(WHAT YOU SHOULD DO)
Exactly as written, output each of the lines below, with no images.

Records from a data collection

+ + + + +

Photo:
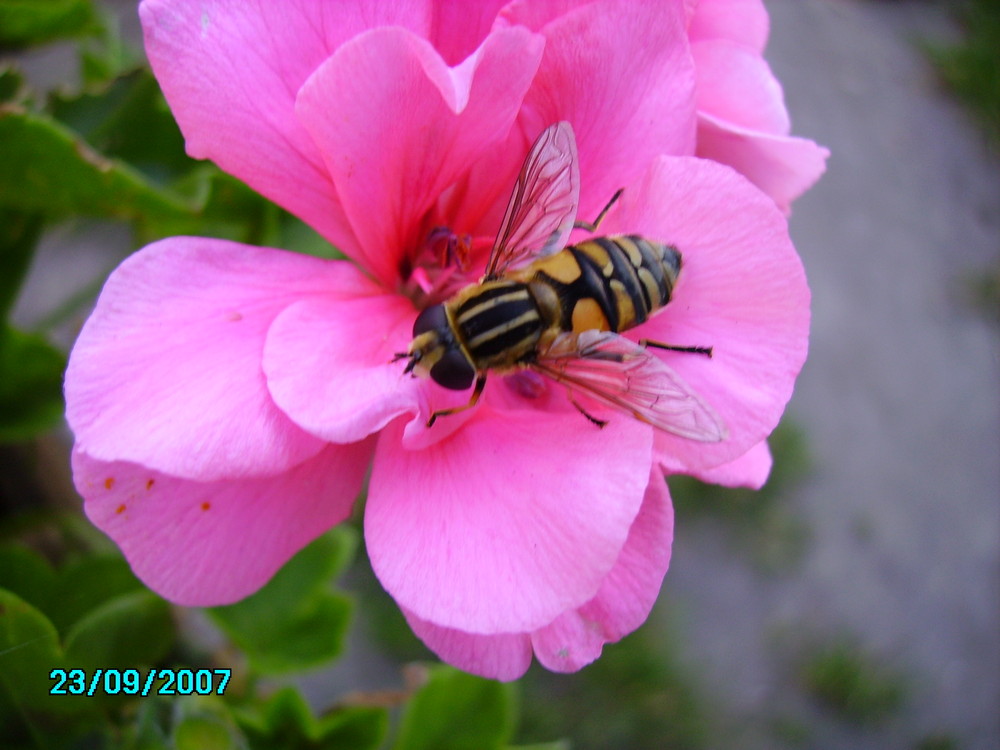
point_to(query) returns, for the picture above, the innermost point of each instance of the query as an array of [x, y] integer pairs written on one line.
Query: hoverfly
[[560, 314]]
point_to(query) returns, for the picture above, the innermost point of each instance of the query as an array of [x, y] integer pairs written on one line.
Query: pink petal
[[167, 371], [231, 70], [784, 167], [626, 596], [397, 126], [208, 543], [510, 521], [458, 27], [328, 365], [742, 290], [622, 74], [749, 470], [498, 657], [742, 21], [737, 86], [574, 638]]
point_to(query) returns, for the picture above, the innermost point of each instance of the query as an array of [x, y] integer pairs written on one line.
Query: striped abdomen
[[498, 323], [604, 283]]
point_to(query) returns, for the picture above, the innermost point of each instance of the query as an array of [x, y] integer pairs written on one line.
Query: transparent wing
[[543, 206], [620, 373]]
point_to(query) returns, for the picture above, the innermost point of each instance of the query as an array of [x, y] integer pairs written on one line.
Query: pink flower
[[742, 120], [228, 400]]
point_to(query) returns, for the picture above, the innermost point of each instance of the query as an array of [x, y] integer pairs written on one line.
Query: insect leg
[[480, 384], [600, 217], [706, 350]]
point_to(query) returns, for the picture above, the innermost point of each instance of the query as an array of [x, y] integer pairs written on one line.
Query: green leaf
[[19, 234], [27, 574], [24, 22], [83, 586], [457, 711], [107, 55], [127, 118], [49, 168], [295, 621], [147, 730], [205, 723], [286, 723], [132, 630], [30, 385], [29, 651]]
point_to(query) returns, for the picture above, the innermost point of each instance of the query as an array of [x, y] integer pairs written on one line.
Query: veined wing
[[543, 205], [620, 373]]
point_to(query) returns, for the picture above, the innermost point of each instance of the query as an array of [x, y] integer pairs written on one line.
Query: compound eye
[[432, 318], [453, 370]]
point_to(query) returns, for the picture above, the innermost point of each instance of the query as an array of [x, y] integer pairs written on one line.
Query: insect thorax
[[499, 323]]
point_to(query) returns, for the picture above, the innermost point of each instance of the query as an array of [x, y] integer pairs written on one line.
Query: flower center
[[439, 267]]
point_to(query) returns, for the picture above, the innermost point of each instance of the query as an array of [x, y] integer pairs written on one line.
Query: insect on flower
[[560, 315]]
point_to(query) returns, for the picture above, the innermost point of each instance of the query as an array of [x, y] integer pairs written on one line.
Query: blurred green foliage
[[106, 146], [760, 523], [854, 684]]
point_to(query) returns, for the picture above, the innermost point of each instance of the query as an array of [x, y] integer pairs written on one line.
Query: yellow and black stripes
[[606, 283], [499, 320]]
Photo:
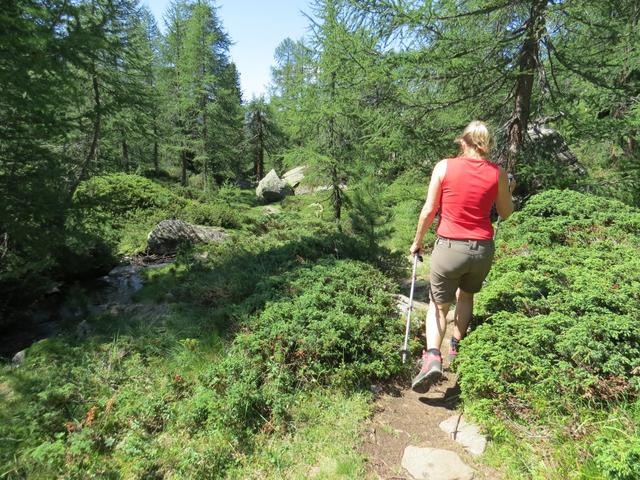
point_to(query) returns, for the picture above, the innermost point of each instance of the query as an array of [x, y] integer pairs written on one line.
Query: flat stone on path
[[435, 464], [466, 434]]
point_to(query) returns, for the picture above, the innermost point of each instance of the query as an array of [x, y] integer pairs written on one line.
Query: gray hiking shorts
[[460, 264]]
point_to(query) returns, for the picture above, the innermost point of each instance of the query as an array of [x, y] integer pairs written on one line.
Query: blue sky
[[256, 27]]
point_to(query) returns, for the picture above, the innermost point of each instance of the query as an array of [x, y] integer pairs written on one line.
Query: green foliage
[[558, 339], [113, 214], [368, 213], [254, 329]]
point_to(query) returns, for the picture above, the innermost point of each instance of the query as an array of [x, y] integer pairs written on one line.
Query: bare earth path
[[403, 418]]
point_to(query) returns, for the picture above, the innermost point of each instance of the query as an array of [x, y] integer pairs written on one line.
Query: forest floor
[[403, 417]]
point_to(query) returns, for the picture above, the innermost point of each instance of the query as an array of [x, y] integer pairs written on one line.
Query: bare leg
[[464, 309], [436, 323]]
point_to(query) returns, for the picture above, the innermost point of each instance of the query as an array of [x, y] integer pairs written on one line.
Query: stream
[[71, 304]]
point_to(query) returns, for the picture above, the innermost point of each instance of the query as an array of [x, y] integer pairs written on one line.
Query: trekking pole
[[405, 350]]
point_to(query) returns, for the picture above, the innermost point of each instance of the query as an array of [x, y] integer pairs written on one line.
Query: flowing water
[[72, 304]]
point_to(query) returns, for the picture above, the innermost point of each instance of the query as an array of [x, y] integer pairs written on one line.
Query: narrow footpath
[[424, 436]]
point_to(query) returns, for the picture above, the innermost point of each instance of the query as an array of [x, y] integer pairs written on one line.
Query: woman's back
[[469, 189]]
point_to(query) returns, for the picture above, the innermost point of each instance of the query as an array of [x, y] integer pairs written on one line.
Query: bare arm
[[504, 204], [431, 205]]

+ + + + +

(RESPONSE FOR THIS EXERCISE)
Photo:
point_to(query) returns, for the picture above, the innermost point of each instance of the query as an array of [x, y] integer pairs written on one line.
Query: hoverfly
[[560, 314]]
point_to(query) returns, for the picture above, the innermost point of each instance of the query as an array of [x, y] integer pairs written on one line.
Query: pink petal
[[167, 371], [231, 70], [784, 167], [626, 596], [397, 126], [208, 543], [510, 521], [458, 27], [328, 365], [742, 290], [622, 74], [749, 470], [498, 657], [742, 21], [737, 86], [574, 638]]
point_to(query) returns, for the picture above, the innermost point of each instance of the query as an array of [x, y] integer pairs written on one line.
Query: striped abdomen
[[498, 323], [604, 283]]
point_to(query) returns, for the picture above, the innermost point of each instance of the query as an array of [x, y] integer pairs written on one line.
Query: transparent wing
[[543, 206], [620, 373]]
point_to(query) returns, for the picture above, the innermost point of each instance of the query as an array of [x, y] integer pairs written on one line.
Query: pink flower
[[742, 120], [228, 400]]
point_to(query) returns, for the picture above, the innermost point of each instance of the query as an array of [x, y] integer pairs written on one line.
Query: insect leg
[[480, 384], [600, 217], [706, 350]]
point_to(query) returns, for the picture above, the innermost point of each instance of the query as an array of [x, y] integer pairs written on one line.
Query: green leaf
[[19, 234], [27, 574], [24, 22], [83, 586], [457, 711], [107, 55], [127, 118], [49, 168], [295, 621], [147, 730], [205, 723], [286, 723], [132, 630], [30, 385], [29, 651]]
point_to(query) returns, for the picture above, the innermost point of each instance of the query as an array of [x, y] integer pairs written on one line.
Query: veined wing
[[543, 205], [620, 373]]
point_to(query) returns, for the picture above, the innermost point of each instance of the query as an array of [x, y] integer pairs written on one line.
Query: compound eye
[[432, 318], [453, 370]]
point_to(query) returns, for the picture above, the innermost point of each instance of the query as an array of [x, y] integer pairs written on one line.
Query: insect thorax
[[499, 323]]
point_to(query) returns, for the picture above, the innermost point of each instance of the query as an array of [x, y] integer pairs written on one line.
Query: flower center
[[439, 267]]
point_to(query) returns, for the picture above, the innermost point of each instance of the query as an array of [x, y] integer pairs written on one line.
Query: insect on flower
[[560, 315]]
point_to(query) returns, for the picture above, the innermost point of each instance of the query as an array of [x, y] integer pairs written on one line.
Query: blurred green foliage
[[106, 146], [760, 523], [854, 684]]
point_to(query) returns, for the picture above, the innermost point of each instance of the query as an array of [x, y] integer pairs written on one line.
Query: yellow and black stripes
[[606, 283], [499, 320]]
Photo:
point_to(query) returns, for the picture above, the innermost point of each instance of the query as an array of [x, y] integer pairs written on one line.
Query: flat stone on path
[[435, 464], [466, 434]]
point_to(query) returns, for the picture above, the innermost point of each instance of the query as an array of [x, y] integer pairs written on one line.
Query: gray hiking shorts
[[460, 264]]
point_to(query) returns, for the picture above, the innermost point of each instance of the query as an array of [x, y] integer pairs written on one line.
Query: blue sky
[[256, 27]]
point_to(query) returns, for the picture above, the innermost point of each instance of the query as an array of [x, y] integer pairs written on one line.
Query: green foliage
[[558, 339], [113, 214], [368, 213], [254, 329]]
point_to(query) returns, for the picture above, the innermost point of each instance of the query as an array of [x, y] integer pairs written on one line.
Query: bare earth path
[[403, 418]]
point_to(query) returns, for the picture above, the innermost point of each instance of the query as an array of [x, y] integer pairs written on one line.
Query: forest floor
[[403, 417]]
point_to(query) returns, for the picture above, the innermost point of each instance of the query as an array of [x, y] integer pairs written on one line.
Query: bare leg
[[464, 309], [436, 323]]
point_to(query) returns, for the picture above, the innermost point of each instance of the query as an array of [x, y] integer pairs written on one line.
Query: stream
[[71, 304]]
point_to(query) returns, for the picture above, the innermost point of each instance of the query as an array of [x, y] integer pairs written on one line.
Query: trekking pole
[[405, 350]]
point_to(query) returns, for the picture above, the innermost point of each instance of the query as an array of [x, y] integer pairs written on one line.
Query: flowing water
[[72, 304]]
point_to(query) returns, for the picture above, the innermost point of each instance of the query as an array of [x, y] integer pairs written on one line.
Query: narrow footpath
[[424, 436]]
point_to(query) returns, for the picture above, the innermost point of each instance of the query as an array of [x, y] integer pairs written on one line.
Query: woman's back
[[469, 189]]
point_to(query) returns, for the picture above, the innermost point of each instance of the query as an array of [x, y] integer pairs written on one line.
Query: bare arm
[[504, 204], [431, 205]]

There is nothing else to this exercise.